_Page text_
Kismet Adventures: When the Road Breaks You Open
A month of flat tires, fried nerves, and a playlist that helped me hold it all together.
Hey friends,
I sat down to write this after finally catching my breath. Truth be told, I almost didn’t hit record on the video that goes with this post. Not because I wasn’t documenting—but because I was living it. Fully. Chaotically. Emotionally. And sometimes, those moments are so raw, you don’t know how to share them until you’re through the storm.
But I’m here. We made it.
Me, Kismet (my golden retriever sidekick), and the busted-but-repaired fifth wheel trailer that tried its best to sabotage the entire trip.
Let me take you back a month.
I left Arizona in early May with a loose itinerary and a heavy heart. After losing my mother earlier this year, I needed space. Stillness. Solitude. My plan was to travel slowly toward Kentucky, stay with friends for a while, and just… be. Let the grief process. Let the healing happen. Let the next chapter begin.
But the road had other ideas.
🚨 One Thing After Another
In New Mexico, the first signs of trailer power failure showed up. I chalked it up to solar charging confusion.
In Texas, I spent Mother’s Day in a brewery parking lot with no power, my trailer battery completely drained while still hitched to the truck.
In Oklahoma, I had to cancel boondocking plans out of fear I’d be a burden while visiting Will Payne and recording the Radio Is Not Dead podcast. (Which, ironically, was one of the highlights of the whole month.)
And then… Memphis.
My tires were shot—bald to the steel. One was already separating. Worse, the back axle was misaligned. Cue the spiral: repairs, no reservation for the night, nowhere to go, no idea how much worse it could get. And all of it while still nursing the emotional whiplash of grief.
But something shifted in that moment.
I remembered: You know how to do this.
🧠 I Flipped the Format on Fear
Fear wants us frozen. But tools give us traction.
I used the same tools I teach:
Step out of panic.
Focus on the next right thing.
Reach out for help.
And when you can’t calm your mind—put on a song that will.
A mobile RV repair crew happened to be working near my site. They had the exact part I needed, welded the bracket right there in the rain, and charged me less than I’d paid for the new tires. Divine timing? Kismet? Probably both.
And just when I started breathing again…
My laptop died.
🐾 Meanwhile, Kismet Wasn’t Doing So Great Either
Before I left Arizona, he’d been diagnosed with Valley Fever—a nasty fungal infection common in the Southwest. I had his meds, his labs, and an appointment scheduled in Kentucky with a vet specialist.
But the Memphis delays meant we missed it. By the time I got there, I was rescheduling for the following week. His mass had swollen. He wasn’t feeling well. And I was spiraling into guilt: Did I wait too long? Did I mess this up for him?
That appointment cost $1,100. They clipped the mass, did a full ultrasound, and confirmed the infection hadn’t spread. Just localized. The medicine would work. Relief came in waves—right alongside more financial anxiety.

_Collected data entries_
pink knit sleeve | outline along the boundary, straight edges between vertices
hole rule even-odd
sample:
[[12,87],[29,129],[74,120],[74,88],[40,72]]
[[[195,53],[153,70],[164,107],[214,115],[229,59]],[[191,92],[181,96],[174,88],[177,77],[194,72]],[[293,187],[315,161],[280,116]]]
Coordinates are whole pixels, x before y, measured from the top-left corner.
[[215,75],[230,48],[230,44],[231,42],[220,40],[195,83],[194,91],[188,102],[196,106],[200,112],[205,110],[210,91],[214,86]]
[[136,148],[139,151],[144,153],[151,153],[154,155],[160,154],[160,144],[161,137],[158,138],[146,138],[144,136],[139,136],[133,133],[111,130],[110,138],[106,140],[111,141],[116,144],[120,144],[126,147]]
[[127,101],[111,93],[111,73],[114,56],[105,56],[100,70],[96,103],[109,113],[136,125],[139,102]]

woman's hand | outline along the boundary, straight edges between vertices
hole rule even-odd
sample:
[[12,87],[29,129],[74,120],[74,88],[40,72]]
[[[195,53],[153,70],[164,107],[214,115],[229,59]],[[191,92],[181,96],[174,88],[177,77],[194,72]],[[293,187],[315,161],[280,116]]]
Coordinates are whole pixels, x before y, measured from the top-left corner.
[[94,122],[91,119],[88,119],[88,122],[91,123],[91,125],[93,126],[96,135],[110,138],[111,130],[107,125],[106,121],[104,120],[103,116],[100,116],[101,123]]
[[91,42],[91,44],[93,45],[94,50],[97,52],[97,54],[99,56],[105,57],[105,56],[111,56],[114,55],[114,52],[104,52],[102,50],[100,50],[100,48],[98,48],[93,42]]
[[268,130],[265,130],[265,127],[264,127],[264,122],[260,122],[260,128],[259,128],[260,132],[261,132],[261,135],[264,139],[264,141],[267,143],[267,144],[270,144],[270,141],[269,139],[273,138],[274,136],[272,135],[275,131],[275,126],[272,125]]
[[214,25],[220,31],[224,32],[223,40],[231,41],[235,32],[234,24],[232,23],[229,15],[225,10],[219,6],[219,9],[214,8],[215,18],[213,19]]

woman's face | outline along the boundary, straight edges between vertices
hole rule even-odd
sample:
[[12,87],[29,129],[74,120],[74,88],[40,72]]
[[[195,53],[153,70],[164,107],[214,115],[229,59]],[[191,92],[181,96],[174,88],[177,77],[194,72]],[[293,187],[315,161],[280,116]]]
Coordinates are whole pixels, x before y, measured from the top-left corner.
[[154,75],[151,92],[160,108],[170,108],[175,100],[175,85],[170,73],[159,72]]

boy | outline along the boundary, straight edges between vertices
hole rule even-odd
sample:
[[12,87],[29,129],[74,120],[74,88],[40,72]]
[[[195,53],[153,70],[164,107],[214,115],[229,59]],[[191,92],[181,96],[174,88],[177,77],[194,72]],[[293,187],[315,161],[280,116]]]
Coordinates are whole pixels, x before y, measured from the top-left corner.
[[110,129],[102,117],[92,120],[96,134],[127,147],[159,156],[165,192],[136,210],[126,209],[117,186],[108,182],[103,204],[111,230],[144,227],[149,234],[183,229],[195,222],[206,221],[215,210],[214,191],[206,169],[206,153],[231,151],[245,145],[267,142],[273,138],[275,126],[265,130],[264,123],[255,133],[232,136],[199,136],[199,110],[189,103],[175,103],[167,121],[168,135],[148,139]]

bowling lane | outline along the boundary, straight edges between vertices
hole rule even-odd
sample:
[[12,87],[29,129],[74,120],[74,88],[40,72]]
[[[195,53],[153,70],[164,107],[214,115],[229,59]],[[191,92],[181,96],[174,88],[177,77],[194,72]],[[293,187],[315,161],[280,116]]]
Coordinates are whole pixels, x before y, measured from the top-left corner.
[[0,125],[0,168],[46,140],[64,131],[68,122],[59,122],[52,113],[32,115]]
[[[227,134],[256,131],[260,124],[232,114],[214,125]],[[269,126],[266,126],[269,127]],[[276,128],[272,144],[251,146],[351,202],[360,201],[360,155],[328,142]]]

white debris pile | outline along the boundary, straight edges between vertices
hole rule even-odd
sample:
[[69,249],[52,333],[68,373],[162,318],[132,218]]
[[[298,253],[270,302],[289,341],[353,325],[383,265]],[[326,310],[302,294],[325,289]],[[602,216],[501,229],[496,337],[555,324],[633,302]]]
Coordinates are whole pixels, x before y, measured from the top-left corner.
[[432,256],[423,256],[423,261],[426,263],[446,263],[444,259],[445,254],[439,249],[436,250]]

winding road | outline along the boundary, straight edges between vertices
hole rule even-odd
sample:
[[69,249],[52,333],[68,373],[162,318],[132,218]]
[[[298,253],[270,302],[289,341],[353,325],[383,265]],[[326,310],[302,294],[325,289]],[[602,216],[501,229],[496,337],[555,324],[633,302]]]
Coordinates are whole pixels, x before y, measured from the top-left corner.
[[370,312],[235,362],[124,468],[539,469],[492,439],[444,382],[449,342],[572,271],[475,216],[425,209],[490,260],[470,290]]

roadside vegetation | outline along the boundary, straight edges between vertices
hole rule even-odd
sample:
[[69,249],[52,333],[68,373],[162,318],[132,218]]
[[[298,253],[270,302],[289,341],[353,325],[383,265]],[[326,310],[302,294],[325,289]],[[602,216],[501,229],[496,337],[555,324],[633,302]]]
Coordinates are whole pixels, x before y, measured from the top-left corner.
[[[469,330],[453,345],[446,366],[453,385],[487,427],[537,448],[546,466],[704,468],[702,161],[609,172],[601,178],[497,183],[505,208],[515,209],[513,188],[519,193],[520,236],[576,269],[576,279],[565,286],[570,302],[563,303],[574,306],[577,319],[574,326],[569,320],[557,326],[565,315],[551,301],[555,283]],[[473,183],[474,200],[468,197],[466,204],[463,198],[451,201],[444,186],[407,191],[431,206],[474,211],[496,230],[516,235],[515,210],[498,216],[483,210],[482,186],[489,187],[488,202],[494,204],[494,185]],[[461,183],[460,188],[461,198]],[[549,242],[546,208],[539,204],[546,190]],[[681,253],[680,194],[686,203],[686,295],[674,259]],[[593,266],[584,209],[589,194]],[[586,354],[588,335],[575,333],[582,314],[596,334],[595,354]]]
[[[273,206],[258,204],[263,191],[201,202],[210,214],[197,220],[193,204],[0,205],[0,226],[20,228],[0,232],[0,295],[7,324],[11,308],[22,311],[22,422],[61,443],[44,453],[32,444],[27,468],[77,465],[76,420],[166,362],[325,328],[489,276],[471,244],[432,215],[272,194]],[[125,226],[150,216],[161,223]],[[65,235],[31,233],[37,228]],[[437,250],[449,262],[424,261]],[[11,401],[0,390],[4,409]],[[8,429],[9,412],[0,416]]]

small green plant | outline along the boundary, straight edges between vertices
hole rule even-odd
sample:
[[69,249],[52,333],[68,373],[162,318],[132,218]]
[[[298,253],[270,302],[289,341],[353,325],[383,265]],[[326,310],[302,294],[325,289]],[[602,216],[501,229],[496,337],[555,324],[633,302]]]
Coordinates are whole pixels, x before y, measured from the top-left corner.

_Problem to solve_
Edit the road-trip account by rewriting everything from "In Texas, I" down to "to do this.", with "brewery" changed to "diner". Work solely from the road-trip account, not from the lines.

_Exercise result_
In Texas, I spent Mother’s Day in a diner parking lot with no power, my trailer battery completely drained while still hitched to the truck.
In Oklahoma, I had to cancel boondocking plans out of fear I’d be a burden while visiting Will Payne and recording the Radio Is Not Dead podcast. (Which, ironically, was one of the highlights of the whole month.)
And then… Memphis.
My tires were shot—bald to the steel. One was already separating. Worse, the back axle was misaligned. Cue the spiral: repairs, no reservation for the night, nowhere to go, no idea how much worse it could get. And all of it while still nursing the emotional whiplash of grief.
But something shifted in that moment.
I remembered: You know how to do this.